◆ Selected text ◆
- Sire: Distorted Humor
- Grandsire: Forty Niner
- Dam: Bellona
- Damsire: Hansel
- Sex: Stallion
- Foaled: 2003
- Country: United States
- Colour: Bay
- Breeder: Patricia Purdy
- Owner: Purdedel Stable & WinStar Farm
- Trainer: Dale L. Romans
- Record: 10: 4-2-1
- Earnings: $$490,410

Major wins
- Bertram F. Bongard Stakes (2005) Sleepy Hollow Stakes (2005) Swale Stakes (2006)

= Sharp Humor =

American Thoroughbred racehorse

Sharp Humor (April 21, 2003 - March 31, 2015) was a Thoroughbred race horse.

◆ Provided records ◆
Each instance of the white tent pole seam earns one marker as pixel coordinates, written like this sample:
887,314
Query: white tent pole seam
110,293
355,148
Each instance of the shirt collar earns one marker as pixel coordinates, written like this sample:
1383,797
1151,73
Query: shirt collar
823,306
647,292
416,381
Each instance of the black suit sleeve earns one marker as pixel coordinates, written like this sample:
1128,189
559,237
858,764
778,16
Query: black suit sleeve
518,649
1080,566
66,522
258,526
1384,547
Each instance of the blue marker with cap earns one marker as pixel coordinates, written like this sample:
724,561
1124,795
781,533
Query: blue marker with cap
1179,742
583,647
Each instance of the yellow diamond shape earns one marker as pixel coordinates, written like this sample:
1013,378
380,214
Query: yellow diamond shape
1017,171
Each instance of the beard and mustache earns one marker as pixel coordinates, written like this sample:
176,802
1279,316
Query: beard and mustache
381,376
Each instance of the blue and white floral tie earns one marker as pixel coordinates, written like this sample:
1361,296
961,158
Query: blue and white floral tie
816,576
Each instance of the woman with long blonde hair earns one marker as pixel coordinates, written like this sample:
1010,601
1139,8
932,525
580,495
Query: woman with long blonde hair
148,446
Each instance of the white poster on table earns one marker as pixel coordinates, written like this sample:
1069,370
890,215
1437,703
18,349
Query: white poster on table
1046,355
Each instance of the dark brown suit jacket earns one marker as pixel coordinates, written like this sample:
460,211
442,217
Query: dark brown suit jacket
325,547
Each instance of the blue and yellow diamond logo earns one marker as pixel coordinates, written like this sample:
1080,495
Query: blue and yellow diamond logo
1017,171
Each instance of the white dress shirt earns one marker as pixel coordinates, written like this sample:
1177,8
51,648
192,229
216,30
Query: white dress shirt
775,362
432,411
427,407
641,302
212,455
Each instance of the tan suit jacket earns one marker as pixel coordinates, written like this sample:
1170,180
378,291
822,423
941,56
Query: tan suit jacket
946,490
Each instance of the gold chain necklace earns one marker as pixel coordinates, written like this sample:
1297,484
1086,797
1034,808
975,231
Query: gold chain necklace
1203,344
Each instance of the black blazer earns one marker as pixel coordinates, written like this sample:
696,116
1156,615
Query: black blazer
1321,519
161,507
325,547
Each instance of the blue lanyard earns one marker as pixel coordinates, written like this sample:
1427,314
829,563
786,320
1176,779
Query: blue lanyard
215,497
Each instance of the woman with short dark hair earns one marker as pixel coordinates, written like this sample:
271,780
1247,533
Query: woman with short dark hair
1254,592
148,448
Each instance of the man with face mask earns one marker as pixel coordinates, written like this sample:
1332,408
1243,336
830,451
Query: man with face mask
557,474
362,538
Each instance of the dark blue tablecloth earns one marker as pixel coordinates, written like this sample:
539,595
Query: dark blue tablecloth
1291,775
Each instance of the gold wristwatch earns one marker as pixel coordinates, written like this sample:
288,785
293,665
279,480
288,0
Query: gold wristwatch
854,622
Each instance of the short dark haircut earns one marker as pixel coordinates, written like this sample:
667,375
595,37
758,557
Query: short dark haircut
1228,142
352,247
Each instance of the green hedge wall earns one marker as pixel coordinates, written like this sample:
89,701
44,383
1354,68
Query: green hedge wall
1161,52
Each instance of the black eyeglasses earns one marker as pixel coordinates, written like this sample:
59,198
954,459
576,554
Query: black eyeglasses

◆ About this task ◆
Copy out the Sharp Humor text in full, word for word and line for line.

◆ Exercise solution ◆
- Sire: Distorted Humor
- Grandsire: Forty Niner
- Dam: Bellona
- Damsire: Hansel
- Sex: Stallion
- Foaled: 2003
- Country: United States
- Colour: Bay
- Breeder: Patricia Purdy
- Owner: Purdedel Stable & WinStar Farm
- Trainer: Dale L. Romans
- Record: 10: 4-2-1
- Earnings: $$490,410

Major wins
- Bertram F. Bongard Stakes (2005) Sleepy Hollow Stakes (2005) Swale Stakes (2006)

= Sharp Humor =

American Thoroughbred racehorse

Sharp Humor (April 21, 2003 - March 31, 2015) was a Thoroughbred race horse.